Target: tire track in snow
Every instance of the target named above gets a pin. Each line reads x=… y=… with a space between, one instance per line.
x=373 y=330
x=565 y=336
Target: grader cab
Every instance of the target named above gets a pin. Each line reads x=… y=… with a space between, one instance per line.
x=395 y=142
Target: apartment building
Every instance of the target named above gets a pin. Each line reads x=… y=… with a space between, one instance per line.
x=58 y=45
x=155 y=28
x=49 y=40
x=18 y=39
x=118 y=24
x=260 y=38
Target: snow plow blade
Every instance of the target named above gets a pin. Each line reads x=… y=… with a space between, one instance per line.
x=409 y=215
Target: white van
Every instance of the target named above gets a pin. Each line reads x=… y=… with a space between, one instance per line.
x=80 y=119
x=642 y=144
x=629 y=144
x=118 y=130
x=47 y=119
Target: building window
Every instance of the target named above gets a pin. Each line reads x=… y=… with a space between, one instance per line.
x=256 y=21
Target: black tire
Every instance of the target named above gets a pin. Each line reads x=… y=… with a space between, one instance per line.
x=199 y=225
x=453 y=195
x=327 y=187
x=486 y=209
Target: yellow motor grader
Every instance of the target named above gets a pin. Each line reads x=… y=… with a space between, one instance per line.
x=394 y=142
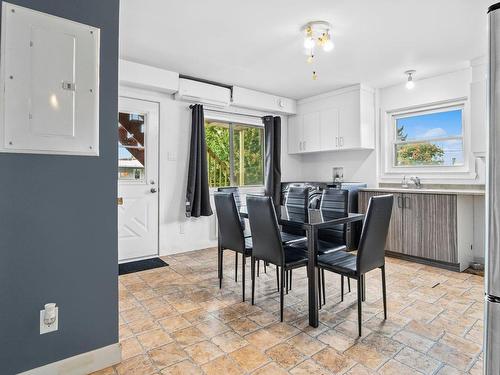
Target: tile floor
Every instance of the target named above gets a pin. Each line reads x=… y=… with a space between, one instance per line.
x=175 y=320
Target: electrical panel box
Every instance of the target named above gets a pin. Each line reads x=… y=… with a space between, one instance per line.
x=49 y=84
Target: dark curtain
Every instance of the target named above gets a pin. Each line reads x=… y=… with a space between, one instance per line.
x=272 y=126
x=197 y=193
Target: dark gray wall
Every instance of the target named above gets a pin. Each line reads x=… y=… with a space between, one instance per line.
x=58 y=226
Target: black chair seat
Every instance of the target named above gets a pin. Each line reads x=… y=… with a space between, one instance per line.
x=295 y=256
x=326 y=247
x=289 y=238
x=338 y=261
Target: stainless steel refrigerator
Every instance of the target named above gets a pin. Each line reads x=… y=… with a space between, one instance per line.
x=492 y=259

Goal –
Rewrite the entries from the line containing "Target: stainless steel refrigerator" through the end of the entries, both included, swapping "refrigerator" for "fridge" and leaving everything else unchanged.

Task response –
Target: stainless steel fridge
Every instance of the target named above gets a pin. Each line reads x=… y=… with a space between, one instance per line.
x=492 y=259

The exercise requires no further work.